What the exercise asks:
Retype every one of the records below word for word, leaving out the pictures.

Listed records:
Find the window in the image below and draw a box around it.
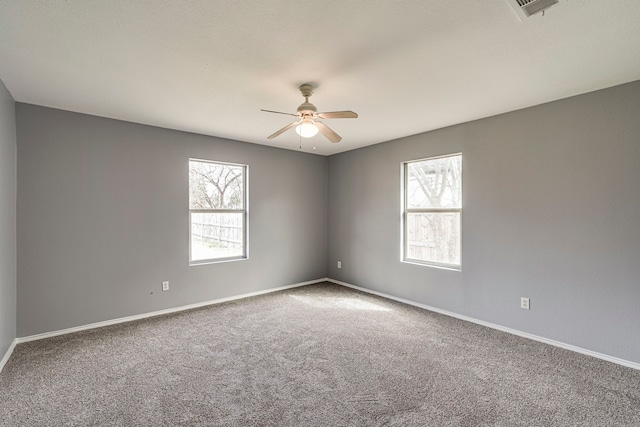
[189,160,247,264]
[403,154,462,269]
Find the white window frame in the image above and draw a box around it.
[401,153,464,271]
[188,158,249,266]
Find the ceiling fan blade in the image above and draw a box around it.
[314,122,342,142]
[267,120,300,139]
[260,109,298,117]
[318,111,358,119]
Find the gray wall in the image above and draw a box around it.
[0,81,16,359]
[16,103,327,337]
[328,82,640,363]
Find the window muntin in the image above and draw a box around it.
[403,154,462,269]
[189,159,247,264]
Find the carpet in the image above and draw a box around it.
[0,283,640,426]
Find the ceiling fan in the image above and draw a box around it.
[260,83,358,142]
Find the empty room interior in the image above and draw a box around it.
[0,0,640,426]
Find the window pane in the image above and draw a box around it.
[191,212,244,261]
[189,160,244,209]
[406,212,460,265]
[406,155,462,208]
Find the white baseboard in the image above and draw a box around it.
[16,277,327,346]
[0,338,18,372]
[327,279,640,370]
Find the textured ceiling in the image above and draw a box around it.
[0,0,640,155]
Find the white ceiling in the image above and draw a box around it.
[0,0,640,155]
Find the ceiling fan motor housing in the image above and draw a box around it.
[298,102,318,115]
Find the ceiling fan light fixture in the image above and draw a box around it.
[296,122,318,138]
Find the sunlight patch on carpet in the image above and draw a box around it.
[289,295,391,311]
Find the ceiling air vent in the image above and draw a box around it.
[507,0,559,21]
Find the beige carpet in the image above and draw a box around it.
[0,284,640,426]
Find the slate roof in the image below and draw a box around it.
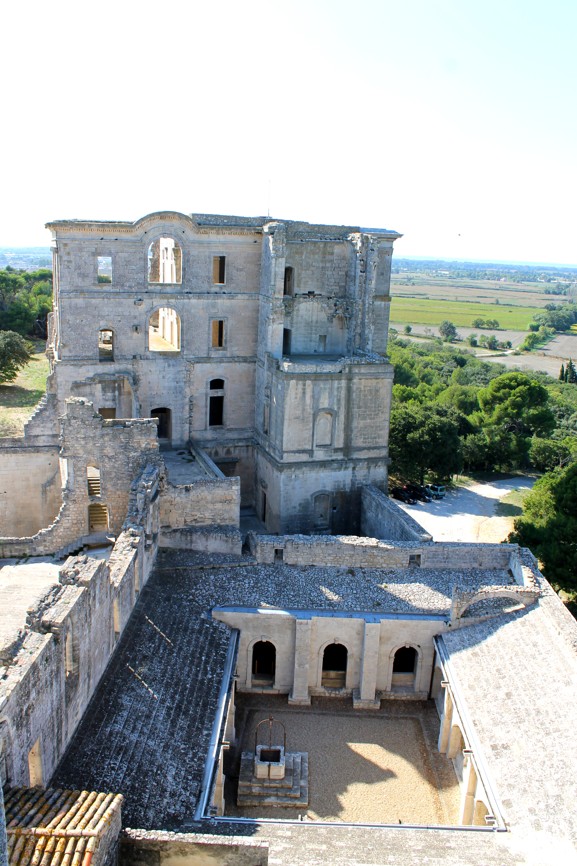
[437,572,577,864]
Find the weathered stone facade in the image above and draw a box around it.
[44,212,399,532]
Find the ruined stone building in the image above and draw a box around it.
[0,212,577,866]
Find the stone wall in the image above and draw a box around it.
[0,398,160,557]
[361,486,433,542]
[120,830,268,866]
[160,478,240,529]
[248,532,519,570]
[0,471,158,785]
[0,439,62,537]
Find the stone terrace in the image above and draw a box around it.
[52,550,511,829]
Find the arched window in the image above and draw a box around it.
[86,466,101,496]
[313,493,331,529]
[98,328,114,361]
[321,643,349,689]
[148,238,182,283]
[150,407,172,442]
[315,412,334,448]
[208,379,224,427]
[391,646,419,692]
[148,307,180,352]
[252,640,276,686]
[283,268,295,297]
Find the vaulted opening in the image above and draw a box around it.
[150,406,172,442]
[321,643,349,689]
[208,379,224,427]
[148,238,182,283]
[252,640,276,686]
[148,307,180,352]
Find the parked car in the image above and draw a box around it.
[427,484,446,499]
[406,484,433,502]
[391,487,417,505]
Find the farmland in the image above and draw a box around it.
[391,287,550,331]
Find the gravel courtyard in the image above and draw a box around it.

Full solution:
Find the window in the image below and draw a box around it.
[189,160,247,264]
[403,154,462,269]
Find the white window frame in the image above and draw a box around it.
[401,153,464,271]
[188,158,249,266]
Find the ceiling fan blade in the image above and draw a box around it.
[314,122,342,142]
[267,120,300,139]
[260,109,298,117]
[318,111,358,119]
Find the gray wall in the image above and draw a box around it.
[0,81,16,359]
[16,103,327,337]
[328,82,640,363]
Find the window muntin in the image above and draw a box around it.
[403,154,462,269]
[189,159,247,264]
Find the carpet in the image above and draw a box around it.
[0,283,640,426]
Find the ceiling fan in the image above and draw a box around it.
[260,83,358,142]
Find the empty room interior in the image above and draw a box around it.
[0,0,640,426]
Find the window pane in the image above and draw a box around it.
[191,212,244,261]
[189,160,244,209]
[406,212,460,265]
[406,155,462,208]
Find the white baseboard in the image above and draw a box around it.
[16,277,327,346]
[0,338,18,372]
[327,279,640,370]
Find the textured ceiling in the image above and draw a box around it.
[0,0,640,155]
Find the white ceiling in the image above and draw a box around it.
[0,0,640,155]
Find the ceiling fan motor housing in the image above and draw a box around it.
[298,102,318,115]
Find the ceiling fan light fixture in the image above and draw a box around it.
[296,122,318,138]
Find the sunlight patch on carpet in the image above and draw a box around it.
[289,295,391,311]
Find the ceiling air vent in the image above and draw a box around it.
[507,0,559,21]
Find the beige carpet in the image above and draw a box around it.
[0,284,640,426]
Find the slate roof in the image below and draw a box around it.
[437,572,577,864]
Find the weathered stone facade in the image above and draw a box around it.
[44,212,399,532]
Find the ruined stone building in the image above and draw a box around it.
[0,212,577,866]
Find the stone wall in the image above and draw a box around it.
[0,398,160,557]
[361,486,433,542]
[120,830,268,866]
[160,478,240,529]
[248,532,519,570]
[0,471,158,785]
[0,439,62,537]
Find the stone terrace in the image above and draw a box around it.
[52,550,511,829]
Find the arched window in the image above and draw a box around it.
[86,466,101,496]
[313,493,331,529]
[98,328,114,361]
[321,643,349,689]
[148,238,182,283]
[150,407,172,442]
[315,412,334,448]
[208,379,224,427]
[391,646,419,692]
[148,307,180,352]
[252,640,276,686]
[283,268,295,297]
Find the vaulted opening in the image above and draw a box around it.
[150,406,172,442]
[321,643,349,689]
[208,379,224,427]
[148,238,182,283]
[252,640,276,686]
[148,307,180,352]
Find the parked car in the image above and draw a box around it.
[427,484,446,499]
[406,484,433,502]
[391,487,417,505]
Find the farmland in the image above and draw a box around it.
[391,287,550,331]
Find the gravel courtyard in the image above and draw a box around it.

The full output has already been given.